The “Reduce Impaired Driving Everywhere” (R.I.D.E.) Program and Police Powers

R. v. Lippett [2014] O.J. No. 5185 – an Ontario Court of Justice, presided over by the Honourable Justice Robert W. Beninger, has examined police powers at a RIDE program, and specifically whether they can open the car door.

The defendant, alone in his car, entered a RIDE stop, which had been set up by police on an afternoon in February. There was nothing notable about the defendant’s driving before he was stopped. An officer approached the defendant’s vehicle and asked him to roll down his window. The window was rolled down two or three inches, so the officer asked him to roll it down further. The defendant then rolled the window down two thirds of the way. It was not established on the evidence whether the window was a power window or opened manually. The officer noted a strange odour in the defendant’s vehicle, which he could not identify. He identified the obvious odour of an air freshener. He noted an air freshener hanging from the rear-view mirror of the vehicle. He spoke to the defendant, and he observed the defendant’s eyes to be shiny or glassy with the white portion of the eye very pink. The officer did not ask the defendant if he wore contact lenses or had allergies (the defendant’s sworn affidavit said he was wearing contact lenses when he was stopped by police). 

The officer observed the defendant’s speech to be what he termed as, “Gummy and laboured.” The officer asked the defendant if he had consumed alcohol, and the defendant denied it. The officer asked the defendant if he had ingested marihuana and the defendant denied that. On request, the defendant produced a valid Ontario Driver’s License without difficulty. The officer walked to the rear of the vehicle to verify the license plate. The evidence was not established as to how long the officer was at the back of the vehicle, but he said it was no more than ten seconds. When the officer returned to the driver’s side window, the window was closed. Upon leaving the driver’s side of the vehicle, the officer had not directed the defendant to keep his driver’s window rolled down, nor did he direct the defendant to either turn off his vehicle or put it in park. The officer had not told the defendant how long he was going to be gone when he walked away.

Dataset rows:

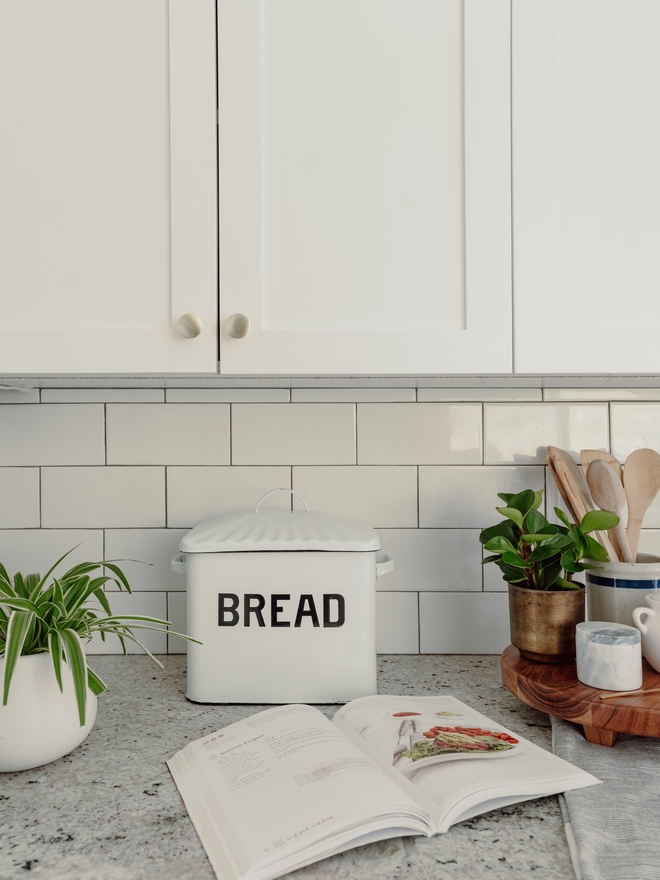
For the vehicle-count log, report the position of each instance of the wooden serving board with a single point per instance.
(555, 689)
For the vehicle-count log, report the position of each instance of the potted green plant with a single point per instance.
(48, 690)
(538, 560)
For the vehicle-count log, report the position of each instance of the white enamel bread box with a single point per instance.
(284, 605)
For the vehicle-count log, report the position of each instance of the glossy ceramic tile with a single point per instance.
(147, 604)
(634, 426)
(19, 491)
(51, 435)
(493, 580)
(102, 395)
(103, 497)
(486, 394)
(33, 550)
(420, 433)
(353, 395)
(177, 616)
(463, 623)
(154, 547)
(9, 395)
(519, 433)
(196, 494)
(601, 394)
(300, 433)
(397, 623)
(168, 434)
(227, 395)
(431, 559)
(466, 497)
(386, 497)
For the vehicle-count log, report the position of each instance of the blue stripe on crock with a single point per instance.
(648, 585)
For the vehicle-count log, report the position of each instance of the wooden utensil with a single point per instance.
(587, 456)
(609, 494)
(566, 474)
(641, 480)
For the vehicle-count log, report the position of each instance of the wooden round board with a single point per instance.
(555, 689)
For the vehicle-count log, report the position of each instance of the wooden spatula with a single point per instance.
(589, 455)
(608, 493)
(577, 496)
(641, 479)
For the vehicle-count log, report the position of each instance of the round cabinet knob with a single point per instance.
(189, 325)
(237, 326)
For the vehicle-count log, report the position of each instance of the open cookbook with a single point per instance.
(288, 787)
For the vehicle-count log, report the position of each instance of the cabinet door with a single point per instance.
(364, 179)
(586, 185)
(108, 206)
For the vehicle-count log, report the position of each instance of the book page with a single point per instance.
(282, 779)
(455, 755)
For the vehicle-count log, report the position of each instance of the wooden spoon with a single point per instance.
(577, 496)
(642, 482)
(587, 456)
(609, 495)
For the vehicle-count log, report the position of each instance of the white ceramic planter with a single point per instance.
(39, 724)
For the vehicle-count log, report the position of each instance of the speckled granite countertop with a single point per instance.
(110, 810)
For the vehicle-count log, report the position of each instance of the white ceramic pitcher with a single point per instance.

PROBLEM: Reproduce the part of the R.I.D.E. case summary from "R. v. Lippett" to "the car door.". This data has no connection to the R.I.D.E. case summary.

REPLY TO THE EXERCISE:
R. v. Lippett [2014] O.J. No. 5185 – an Ontario Court of Justice, presided over by the Honourable Justice Robert W. Beninger, has examined police powers at a RIDE program, and specifically whether they can open the car door.